• [Requirements]:
Only the lines from the one containing "Where can the woman's hand" through the end of the entries should be repeated, exactly as they appear, first and last included.

--- Begin ---

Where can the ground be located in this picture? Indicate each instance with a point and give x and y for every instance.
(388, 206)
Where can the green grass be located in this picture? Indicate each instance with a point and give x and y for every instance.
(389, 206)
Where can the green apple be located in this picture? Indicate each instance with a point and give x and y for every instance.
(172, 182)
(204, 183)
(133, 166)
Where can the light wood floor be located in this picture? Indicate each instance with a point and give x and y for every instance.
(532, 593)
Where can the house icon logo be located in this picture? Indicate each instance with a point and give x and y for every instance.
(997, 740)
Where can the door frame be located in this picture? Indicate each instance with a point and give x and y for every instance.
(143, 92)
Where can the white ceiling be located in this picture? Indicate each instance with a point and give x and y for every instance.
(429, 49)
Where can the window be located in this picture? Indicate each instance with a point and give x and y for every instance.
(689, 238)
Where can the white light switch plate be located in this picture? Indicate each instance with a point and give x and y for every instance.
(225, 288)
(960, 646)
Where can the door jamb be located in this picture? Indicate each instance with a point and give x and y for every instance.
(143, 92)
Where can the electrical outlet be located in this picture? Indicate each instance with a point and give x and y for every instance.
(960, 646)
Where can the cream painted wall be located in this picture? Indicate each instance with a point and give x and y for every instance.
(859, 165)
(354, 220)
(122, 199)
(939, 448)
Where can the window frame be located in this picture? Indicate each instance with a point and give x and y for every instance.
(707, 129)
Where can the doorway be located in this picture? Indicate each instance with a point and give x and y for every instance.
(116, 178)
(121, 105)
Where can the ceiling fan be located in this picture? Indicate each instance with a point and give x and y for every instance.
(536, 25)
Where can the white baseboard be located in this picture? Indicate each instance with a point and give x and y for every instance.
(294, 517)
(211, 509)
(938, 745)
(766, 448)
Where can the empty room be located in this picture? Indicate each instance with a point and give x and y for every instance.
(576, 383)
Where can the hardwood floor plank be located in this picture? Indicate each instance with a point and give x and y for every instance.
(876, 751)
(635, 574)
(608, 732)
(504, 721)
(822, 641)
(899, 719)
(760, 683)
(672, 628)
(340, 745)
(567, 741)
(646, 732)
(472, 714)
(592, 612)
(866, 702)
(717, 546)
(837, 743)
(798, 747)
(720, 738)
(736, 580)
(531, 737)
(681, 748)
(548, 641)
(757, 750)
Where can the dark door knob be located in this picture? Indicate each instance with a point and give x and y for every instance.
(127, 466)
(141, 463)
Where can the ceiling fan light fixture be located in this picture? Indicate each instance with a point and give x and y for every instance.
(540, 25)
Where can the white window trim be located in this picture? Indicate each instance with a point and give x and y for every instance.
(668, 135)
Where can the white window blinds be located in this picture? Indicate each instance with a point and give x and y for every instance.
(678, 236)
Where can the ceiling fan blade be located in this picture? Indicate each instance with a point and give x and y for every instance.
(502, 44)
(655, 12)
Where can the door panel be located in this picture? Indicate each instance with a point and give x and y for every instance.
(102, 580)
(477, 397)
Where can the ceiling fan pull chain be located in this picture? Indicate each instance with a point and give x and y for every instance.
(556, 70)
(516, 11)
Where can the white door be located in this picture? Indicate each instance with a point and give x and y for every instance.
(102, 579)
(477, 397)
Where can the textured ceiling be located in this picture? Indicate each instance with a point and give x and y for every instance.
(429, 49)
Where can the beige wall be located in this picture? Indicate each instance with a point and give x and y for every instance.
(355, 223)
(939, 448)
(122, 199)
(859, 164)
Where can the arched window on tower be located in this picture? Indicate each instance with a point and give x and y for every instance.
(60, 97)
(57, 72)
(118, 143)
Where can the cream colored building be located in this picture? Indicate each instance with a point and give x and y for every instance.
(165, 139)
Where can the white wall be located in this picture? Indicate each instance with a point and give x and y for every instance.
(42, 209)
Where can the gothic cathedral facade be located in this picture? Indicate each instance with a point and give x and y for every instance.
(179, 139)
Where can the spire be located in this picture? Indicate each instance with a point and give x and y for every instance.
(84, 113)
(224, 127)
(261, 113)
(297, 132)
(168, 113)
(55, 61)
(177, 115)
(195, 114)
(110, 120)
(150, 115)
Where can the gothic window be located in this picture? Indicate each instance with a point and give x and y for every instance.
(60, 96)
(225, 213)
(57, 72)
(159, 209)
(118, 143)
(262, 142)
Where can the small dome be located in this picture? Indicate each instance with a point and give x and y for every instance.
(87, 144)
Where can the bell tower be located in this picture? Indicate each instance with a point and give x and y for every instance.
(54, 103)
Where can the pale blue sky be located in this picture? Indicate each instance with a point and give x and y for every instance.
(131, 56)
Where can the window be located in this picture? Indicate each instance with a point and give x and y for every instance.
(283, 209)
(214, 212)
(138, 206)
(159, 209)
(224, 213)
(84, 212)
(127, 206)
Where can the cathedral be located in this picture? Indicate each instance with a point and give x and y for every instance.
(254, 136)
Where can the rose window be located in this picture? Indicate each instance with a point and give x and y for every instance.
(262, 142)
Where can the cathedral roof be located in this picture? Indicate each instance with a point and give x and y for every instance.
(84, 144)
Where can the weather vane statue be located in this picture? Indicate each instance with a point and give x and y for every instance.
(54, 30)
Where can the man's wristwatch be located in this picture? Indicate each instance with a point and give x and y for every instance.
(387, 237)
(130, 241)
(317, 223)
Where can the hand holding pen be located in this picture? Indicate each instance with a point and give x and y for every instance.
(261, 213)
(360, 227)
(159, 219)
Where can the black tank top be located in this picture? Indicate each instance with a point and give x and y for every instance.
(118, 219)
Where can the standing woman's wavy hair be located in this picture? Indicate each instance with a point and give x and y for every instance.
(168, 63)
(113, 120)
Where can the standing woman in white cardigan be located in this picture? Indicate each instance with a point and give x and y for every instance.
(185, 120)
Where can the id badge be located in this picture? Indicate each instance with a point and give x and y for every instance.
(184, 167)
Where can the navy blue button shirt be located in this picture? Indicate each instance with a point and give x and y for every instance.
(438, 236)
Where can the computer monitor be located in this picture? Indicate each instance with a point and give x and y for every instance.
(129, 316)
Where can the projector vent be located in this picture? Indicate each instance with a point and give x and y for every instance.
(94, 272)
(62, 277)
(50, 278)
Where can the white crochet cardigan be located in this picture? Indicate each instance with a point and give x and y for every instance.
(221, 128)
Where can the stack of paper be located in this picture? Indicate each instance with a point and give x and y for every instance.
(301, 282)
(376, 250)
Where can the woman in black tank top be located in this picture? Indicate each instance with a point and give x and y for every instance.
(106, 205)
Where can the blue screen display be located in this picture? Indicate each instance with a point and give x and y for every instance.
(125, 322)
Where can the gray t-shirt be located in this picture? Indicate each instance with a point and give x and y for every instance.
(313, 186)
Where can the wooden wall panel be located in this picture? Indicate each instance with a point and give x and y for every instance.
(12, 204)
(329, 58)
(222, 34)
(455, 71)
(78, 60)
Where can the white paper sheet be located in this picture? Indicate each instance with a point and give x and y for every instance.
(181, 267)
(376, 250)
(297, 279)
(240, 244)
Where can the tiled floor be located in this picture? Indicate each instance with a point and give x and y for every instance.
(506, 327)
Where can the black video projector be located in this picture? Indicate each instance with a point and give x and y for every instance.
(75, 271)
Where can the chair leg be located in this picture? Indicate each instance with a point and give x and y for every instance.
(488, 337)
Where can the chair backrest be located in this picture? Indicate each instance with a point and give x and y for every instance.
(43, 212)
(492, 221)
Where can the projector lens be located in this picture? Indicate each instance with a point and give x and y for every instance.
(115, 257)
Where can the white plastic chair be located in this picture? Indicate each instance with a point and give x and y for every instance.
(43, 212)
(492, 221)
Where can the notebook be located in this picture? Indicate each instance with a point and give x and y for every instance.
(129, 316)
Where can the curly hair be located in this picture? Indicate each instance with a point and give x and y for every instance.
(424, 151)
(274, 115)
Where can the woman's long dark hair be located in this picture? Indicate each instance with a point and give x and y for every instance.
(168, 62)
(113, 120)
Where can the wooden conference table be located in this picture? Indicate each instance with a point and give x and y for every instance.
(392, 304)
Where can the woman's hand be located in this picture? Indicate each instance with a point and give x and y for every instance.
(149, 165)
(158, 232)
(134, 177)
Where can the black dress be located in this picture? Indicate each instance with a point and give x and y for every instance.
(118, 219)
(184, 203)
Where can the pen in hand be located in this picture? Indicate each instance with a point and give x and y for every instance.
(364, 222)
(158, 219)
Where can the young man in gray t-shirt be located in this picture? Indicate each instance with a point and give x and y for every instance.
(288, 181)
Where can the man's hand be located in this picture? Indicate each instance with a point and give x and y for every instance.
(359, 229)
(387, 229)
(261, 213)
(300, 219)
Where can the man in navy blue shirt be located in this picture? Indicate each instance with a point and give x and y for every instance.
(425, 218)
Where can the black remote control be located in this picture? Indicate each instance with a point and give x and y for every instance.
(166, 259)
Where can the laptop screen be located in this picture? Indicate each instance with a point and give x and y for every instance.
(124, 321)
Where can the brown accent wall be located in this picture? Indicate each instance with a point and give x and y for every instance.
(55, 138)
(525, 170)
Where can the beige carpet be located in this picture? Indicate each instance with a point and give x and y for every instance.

--- End ---

• [Answer to this exercise]:
Where can the woman's hand be located in this picture? Indicate each instance with a point and give x and y for every instance.
(149, 165)
(158, 232)
(134, 177)
Where can the black dress be located in this picture? Indicate each instance with a point and give x and y for every instance.
(118, 219)
(184, 203)
Where can the pen in hand be located in this picture? Indicate each instance with a point and give x and y for every instance.
(364, 222)
(158, 219)
Where can the young man in gray t-shirt be located in this picture? Indicate each instance with a point and give x and y for every instance.
(288, 181)
Where can the man's hand be located in this picture? Indicate each instance with a point and give x and y for every instance.
(359, 229)
(387, 229)
(261, 213)
(300, 219)
Where can the man in navy blue shirt be located in this picture? Indicate each instance with a point and give x and y for every instance.
(425, 218)
Where can the black remote control be located in this picture? Indicate each instance with a point and give x and y for every instance.
(166, 259)
Where can the laptop screen be located in this picture? Indicate each instance with a point and give x and y for every instance.
(124, 321)
Where can the brown accent wall be located in this picture? Indicate each instance with a point and give x and y for every instance.
(55, 138)
(525, 170)
Where can the beige carpet be located in this picture? Indicate each instance with a point and give x and y for every instance.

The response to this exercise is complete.